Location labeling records
■ ■ ■

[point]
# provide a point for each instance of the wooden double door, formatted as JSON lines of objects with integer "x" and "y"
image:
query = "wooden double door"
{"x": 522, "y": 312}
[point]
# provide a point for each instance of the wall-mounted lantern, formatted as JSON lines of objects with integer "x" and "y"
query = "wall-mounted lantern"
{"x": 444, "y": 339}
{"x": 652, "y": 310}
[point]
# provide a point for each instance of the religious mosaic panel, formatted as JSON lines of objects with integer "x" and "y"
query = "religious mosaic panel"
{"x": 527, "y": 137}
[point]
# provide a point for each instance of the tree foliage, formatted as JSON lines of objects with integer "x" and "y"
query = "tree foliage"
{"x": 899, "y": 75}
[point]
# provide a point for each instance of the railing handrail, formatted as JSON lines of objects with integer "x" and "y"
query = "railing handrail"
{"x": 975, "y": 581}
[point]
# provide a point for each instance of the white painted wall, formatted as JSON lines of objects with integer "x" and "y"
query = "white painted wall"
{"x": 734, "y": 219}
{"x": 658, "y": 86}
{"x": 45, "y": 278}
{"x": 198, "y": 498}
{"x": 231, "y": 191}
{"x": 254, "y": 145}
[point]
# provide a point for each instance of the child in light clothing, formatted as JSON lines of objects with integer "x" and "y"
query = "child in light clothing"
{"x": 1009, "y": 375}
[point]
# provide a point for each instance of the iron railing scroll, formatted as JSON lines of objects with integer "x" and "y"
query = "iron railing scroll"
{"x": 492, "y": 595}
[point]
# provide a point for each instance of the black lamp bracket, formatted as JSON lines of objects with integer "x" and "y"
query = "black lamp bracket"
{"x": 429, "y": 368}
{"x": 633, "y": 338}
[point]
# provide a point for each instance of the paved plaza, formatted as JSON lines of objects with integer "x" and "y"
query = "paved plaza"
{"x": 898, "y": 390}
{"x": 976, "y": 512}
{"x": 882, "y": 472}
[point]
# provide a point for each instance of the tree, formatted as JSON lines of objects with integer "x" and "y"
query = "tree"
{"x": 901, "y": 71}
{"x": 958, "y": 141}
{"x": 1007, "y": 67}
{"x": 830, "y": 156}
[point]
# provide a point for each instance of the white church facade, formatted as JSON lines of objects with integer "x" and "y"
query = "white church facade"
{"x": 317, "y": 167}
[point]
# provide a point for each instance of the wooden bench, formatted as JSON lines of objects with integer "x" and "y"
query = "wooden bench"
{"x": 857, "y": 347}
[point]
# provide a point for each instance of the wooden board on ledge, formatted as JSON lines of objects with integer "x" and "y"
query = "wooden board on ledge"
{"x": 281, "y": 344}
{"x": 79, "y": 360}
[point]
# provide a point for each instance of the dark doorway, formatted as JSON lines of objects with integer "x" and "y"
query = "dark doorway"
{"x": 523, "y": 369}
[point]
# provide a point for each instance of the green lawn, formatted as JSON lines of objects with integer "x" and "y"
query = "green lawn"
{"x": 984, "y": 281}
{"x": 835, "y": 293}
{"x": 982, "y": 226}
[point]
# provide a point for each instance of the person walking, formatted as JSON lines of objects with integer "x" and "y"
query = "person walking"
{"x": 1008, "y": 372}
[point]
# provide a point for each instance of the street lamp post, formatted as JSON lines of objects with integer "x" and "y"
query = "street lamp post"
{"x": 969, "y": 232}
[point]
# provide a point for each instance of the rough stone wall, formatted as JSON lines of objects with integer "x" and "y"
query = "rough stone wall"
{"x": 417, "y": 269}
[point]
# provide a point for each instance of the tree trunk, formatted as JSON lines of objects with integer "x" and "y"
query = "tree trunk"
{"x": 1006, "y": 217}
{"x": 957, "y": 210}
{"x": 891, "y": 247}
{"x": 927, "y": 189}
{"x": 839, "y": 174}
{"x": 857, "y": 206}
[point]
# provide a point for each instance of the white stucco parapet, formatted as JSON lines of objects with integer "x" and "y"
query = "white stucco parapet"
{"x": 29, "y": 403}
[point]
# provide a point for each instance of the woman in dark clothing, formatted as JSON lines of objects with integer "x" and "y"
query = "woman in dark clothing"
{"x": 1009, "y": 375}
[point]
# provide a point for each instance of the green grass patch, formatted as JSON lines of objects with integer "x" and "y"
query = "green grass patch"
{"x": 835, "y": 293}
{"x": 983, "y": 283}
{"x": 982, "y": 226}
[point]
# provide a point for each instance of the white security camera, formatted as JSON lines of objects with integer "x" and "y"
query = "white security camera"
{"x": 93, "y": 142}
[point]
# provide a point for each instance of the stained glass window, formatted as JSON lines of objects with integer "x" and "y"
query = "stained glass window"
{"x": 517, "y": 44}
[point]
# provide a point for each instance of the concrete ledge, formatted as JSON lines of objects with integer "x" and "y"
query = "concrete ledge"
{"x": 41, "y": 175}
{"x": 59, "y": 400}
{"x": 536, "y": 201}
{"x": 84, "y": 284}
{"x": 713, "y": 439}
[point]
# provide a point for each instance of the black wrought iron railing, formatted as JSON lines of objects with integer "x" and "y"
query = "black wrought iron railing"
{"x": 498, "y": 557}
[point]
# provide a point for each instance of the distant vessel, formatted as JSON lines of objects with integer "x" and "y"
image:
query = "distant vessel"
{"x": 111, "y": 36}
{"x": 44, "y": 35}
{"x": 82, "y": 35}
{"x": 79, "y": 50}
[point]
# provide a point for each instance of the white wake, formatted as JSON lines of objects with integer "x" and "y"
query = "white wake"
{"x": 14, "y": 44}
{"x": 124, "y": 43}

■ ■ ■

# WHAT IS REQUIRED:
Reproduce every line of the material above exactly.

# SOLUTION:
[point]
# provide a point for each instance of the wooden double door, formatted as JSON lines of objects with integer "x" and "y"
image:
query = "wooden double door"
{"x": 522, "y": 312}
[point]
# provide a point for each instance of the wall-mounted lantern, formatted as JSON lines of objects with integer "x" and "y"
query = "wall-mounted lantern"
{"x": 444, "y": 339}
{"x": 652, "y": 310}
[point]
# provide a point for each instance of the religious mosaic panel, formatted as JSON lines of objects with integer "x" and "y"
query = "religious mosaic panel"
{"x": 527, "y": 137}
[point]
# provide a point for each instance of the tree foliage, formatted as JSON lines of objects with integer "x" and "y"
query = "tree foliage"
{"x": 899, "y": 75}
[point]
# provide a point for each instance of the railing handrail, formatted as JSON lines of objects with integer "x" and "y"
query = "railing handrail"
{"x": 975, "y": 581}
[point]
# provide a point for each instance of the white painted wall, formatted as JSON lines of objects with integer "x" and "y"
query = "white painted wall"
{"x": 734, "y": 219}
{"x": 658, "y": 86}
{"x": 45, "y": 278}
{"x": 198, "y": 498}
{"x": 231, "y": 191}
{"x": 254, "y": 145}
[point]
# provide a point for each instance of the child in light clothing, formatted as JSON lines of objects with integer "x" and "y"
query = "child in light clothing"
{"x": 1009, "y": 375}
[point]
# provide a point for each instance of the iron railing scroll, formatted as JSON lines of objects with integer "x" and "y"
query = "iron railing scroll"
{"x": 492, "y": 595}
[point]
# provide a point for each instance of the black lamp bracket, formatted as JSON lines of objects with integer "x" and "y"
query = "black lamp bracket"
{"x": 429, "y": 368}
{"x": 633, "y": 338}
[point]
# provide a point for each instance of the paved plaza, formatted as JSON lines of objects with integer "x" and "y"
query = "paved plaza"
{"x": 898, "y": 390}
{"x": 976, "y": 512}
{"x": 882, "y": 472}
[point]
# provide a point for each instance of the tree, formatted as JSON lines of objects with integer "x" and "y"
query = "tree"
{"x": 901, "y": 71}
{"x": 958, "y": 141}
{"x": 1007, "y": 67}
{"x": 830, "y": 156}
[point]
# provide a point for each instance of the white church facade, formatted as JSON lines of objects with integer "x" and "y"
query = "white church facade"
{"x": 317, "y": 167}
[point]
# provide a point for each instance of the wooden bench, formatted as JSON lines of objects with integer "x" and "y"
query = "wooden bench"
{"x": 857, "y": 347}
[point]
# provide a point for each instance of the wooden board on ledge, formatted as JSON lines of objects with integer "x" and "y"
query = "wooden board on ledge"
{"x": 281, "y": 344}
{"x": 79, "y": 360}
[point]
# provide a point for each instance of the dark doorway, formatted as JSON lines of objects with integer "x" and "y"
query = "dark doorway"
{"x": 523, "y": 369}
[point]
# provide a point for each instance of the green lawn, formatted as JSON lines of objects with integer "x" and "y"
query = "green lawn"
{"x": 984, "y": 281}
{"x": 835, "y": 293}
{"x": 982, "y": 226}
[point]
# provide a point for each instance of the person walking, formatted as JSON lines of objects with integer "x" and "y"
query = "person walking"
{"x": 1008, "y": 372}
[point]
# provide a point for each instance of the street lamp post, formatted as JSON lines of objects with integer "x" and "y"
query = "street lamp post"
{"x": 969, "y": 232}
[point]
# provide a point for each instance of the rough stone wall, formatted as JSON lines of objects with integer "x" and "y"
query = "rough stone wall"
{"x": 417, "y": 269}
[point]
# provide a point for each instance of the tree trunk, formatted as JSON lines of objects with integer "x" and "y"
query = "tree trunk"
{"x": 1006, "y": 217}
{"x": 957, "y": 210}
{"x": 891, "y": 247}
{"x": 927, "y": 189}
{"x": 839, "y": 174}
{"x": 857, "y": 206}
[point]
# provide a point for each instance of the white stucco parapet, formatted as JSON lines of objects with integer "x" and "y"
query = "white stucco parapet"
{"x": 29, "y": 403}
[point]
# provide a point for each instance of the woman in dark clothing, formatted as JSON lines of objects with integer "x" and "y"
query = "woman in dark clothing"
{"x": 1009, "y": 375}
[point]
# provide a point for each instance of the green grass patch, formatted as JSON lines of objects with integer "x" and "y"
query = "green grass patch"
{"x": 835, "y": 293}
{"x": 983, "y": 283}
{"x": 982, "y": 226}
[point]
# provide a point for each instance of the white security camera, formatted as JSON lines of objects with integer "x" and "y"
query = "white security camera"
{"x": 93, "y": 142}
[point]
# provide a point for each instance of the stained glass window, formatted as JSON lines of objects with integer "x" and "y"
query = "stained glass window"
{"x": 517, "y": 44}
[point]
# provide a point for each instance of the concrete ledge, formatted as JSON lines of objects with integer "x" and "y"
query = "concrete ledge"
{"x": 41, "y": 175}
{"x": 59, "y": 400}
{"x": 536, "y": 201}
{"x": 84, "y": 284}
{"x": 713, "y": 439}
[point]
# provide a point for each instance of the black wrought iron railing, formatted as JSON lines of objects with integer "x" and "y"
query = "black wrought iron railing"
{"x": 498, "y": 557}
[point]
# provide a point for each instance of the distant vessel, formatted as JSON lines of objects with integer "x" and "y"
image:
query = "distant vessel"
{"x": 111, "y": 36}
{"x": 44, "y": 35}
{"x": 82, "y": 35}
{"x": 79, "y": 50}
[point]
# provide a point for each instance of the white wake, formatted as JSON lines of objects with integer "x" and "y"
query = "white wake"
{"x": 14, "y": 44}
{"x": 124, "y": 43}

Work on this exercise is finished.